• _Document text_
I wore only three things in 1994: Timberland hiking boots, a Betsey Johnson sundress suitable for Lolita, and a plaid flannel. It made sense in 1994, trust me. As far as I was concerned, I had found the look I’d keep for the rest of my life. You don’t tell a girl who just tweezed off 90 percent of her eyebrows that trends will eventually pass.
I was in college then, and I didn’t wear perfume. The way I saw it, the only thing missing from my identity was a signature scent. But which one? I wasn’t an Eau de Toilette No. Whatever person. I needed a fragrance that could throw shade and maybe a touch of irony on all the wispy florals in my closet. Something that told the world I drove a stick shift (I could), possibly had an arrest record (I did), and knew how to change the oil (yeah … no).
One afternoon between classes my friend Madrelle and I went to the only mall in Durham, North Carolina. That was the first time I saw it: Calvin Klein Escape for Men was taller than the other bottles, a frosted-glass cylinder with a thick silver top. And it was as heavy as it looked. This was not a fragrance for the meek. This was a perfume that wore hiking boots with a dress. If you can be transgressive in the fragrance department of Saks Fifth Avenue, I was transgressive, dammit.

• _Job A_
In the fragrance essay, in what city was the mall the writer visited?
• _Job B_
Please pull the passage from the fragrance essay between "I was in college" and "(yeah … no).", inclusive, copying it word for word.
The listing after this point stands apart from the fragrance essay.

• _Data segment_
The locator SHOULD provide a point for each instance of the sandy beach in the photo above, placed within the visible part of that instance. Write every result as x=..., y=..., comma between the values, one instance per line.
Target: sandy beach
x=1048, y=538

• _Expected output A_
Durham, North Carolina.

• _Expected output B_
I was in college then, and I didn’t wear perfume. The way I saw it, the only thing missing from my identity was a signature scent. But which one? I wasn’t an Eau de Toilette No. Whatever person. I needed a fragrance that could throw shade and maybe a touch of irony on all the wispy florals in my closet. Something that told the world I drove a stick shift (I could), possibly had an arrest record (I did), and knew how to change the oil (yeah … no).